** Entries provided **
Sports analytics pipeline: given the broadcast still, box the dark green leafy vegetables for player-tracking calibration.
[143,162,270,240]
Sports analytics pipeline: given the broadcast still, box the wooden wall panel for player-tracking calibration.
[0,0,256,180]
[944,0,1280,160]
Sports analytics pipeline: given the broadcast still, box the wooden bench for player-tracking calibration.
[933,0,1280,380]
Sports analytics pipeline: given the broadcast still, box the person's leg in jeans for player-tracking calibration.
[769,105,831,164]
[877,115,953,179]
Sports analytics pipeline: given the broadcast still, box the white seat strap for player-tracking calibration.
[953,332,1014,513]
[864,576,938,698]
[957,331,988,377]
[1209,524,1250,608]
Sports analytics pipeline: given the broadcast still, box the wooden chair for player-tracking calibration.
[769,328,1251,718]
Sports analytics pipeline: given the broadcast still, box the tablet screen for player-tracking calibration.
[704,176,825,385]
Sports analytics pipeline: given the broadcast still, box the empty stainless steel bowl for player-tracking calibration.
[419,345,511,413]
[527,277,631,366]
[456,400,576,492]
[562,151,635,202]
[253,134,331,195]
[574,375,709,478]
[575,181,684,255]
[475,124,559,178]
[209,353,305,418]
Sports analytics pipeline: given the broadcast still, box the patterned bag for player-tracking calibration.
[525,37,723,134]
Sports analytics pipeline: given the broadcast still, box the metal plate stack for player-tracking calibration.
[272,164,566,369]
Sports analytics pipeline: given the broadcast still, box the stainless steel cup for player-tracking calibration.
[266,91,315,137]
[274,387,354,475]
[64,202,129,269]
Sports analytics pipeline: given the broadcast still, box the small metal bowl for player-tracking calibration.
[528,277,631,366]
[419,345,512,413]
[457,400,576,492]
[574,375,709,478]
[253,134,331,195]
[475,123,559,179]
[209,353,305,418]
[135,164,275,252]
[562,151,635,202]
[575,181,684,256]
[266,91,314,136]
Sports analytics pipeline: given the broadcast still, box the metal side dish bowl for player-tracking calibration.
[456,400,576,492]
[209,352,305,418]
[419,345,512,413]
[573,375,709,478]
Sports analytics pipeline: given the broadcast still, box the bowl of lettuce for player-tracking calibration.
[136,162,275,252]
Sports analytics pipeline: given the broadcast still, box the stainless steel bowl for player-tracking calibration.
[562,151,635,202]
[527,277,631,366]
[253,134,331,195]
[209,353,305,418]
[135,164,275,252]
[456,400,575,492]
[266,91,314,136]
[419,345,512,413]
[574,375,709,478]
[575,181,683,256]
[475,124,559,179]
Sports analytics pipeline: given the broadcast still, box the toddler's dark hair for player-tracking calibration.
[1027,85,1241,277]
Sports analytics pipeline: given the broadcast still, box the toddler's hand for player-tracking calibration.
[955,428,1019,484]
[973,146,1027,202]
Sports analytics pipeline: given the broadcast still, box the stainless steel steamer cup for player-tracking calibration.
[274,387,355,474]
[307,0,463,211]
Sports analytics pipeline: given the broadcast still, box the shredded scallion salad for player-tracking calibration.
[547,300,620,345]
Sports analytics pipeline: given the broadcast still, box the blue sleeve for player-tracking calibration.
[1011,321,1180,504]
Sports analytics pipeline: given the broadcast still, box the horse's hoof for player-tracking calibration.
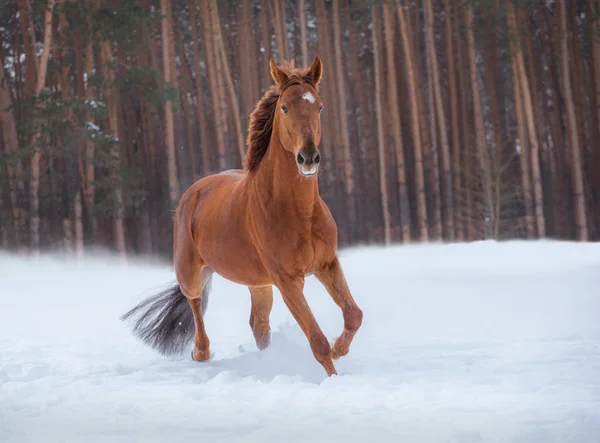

** Exercise aim **
Leaving the pictures out, set down exactly the lines from the one with "steamer cup for player-tracking calibration." through the end of the records.

** Answer **
Sports analytics pipeline: given the broadcast still, box the stainless steel steamer cup for player-tracking calibration.
[274,387,355,474]
[307,0,463,211]
Sports analytics pipeline: given the broadcast still, box the shredded scallion salad for player-tracking calibration.
[547,300,620,345]
Sports analytics pipeline: given the broadcast still, box the blue sleeve for player-tracking calibration.
[1011,321,1180,504]
Sports analytics pipeline: given the broadcast still, box the horse's hoof for player-tracking calibration.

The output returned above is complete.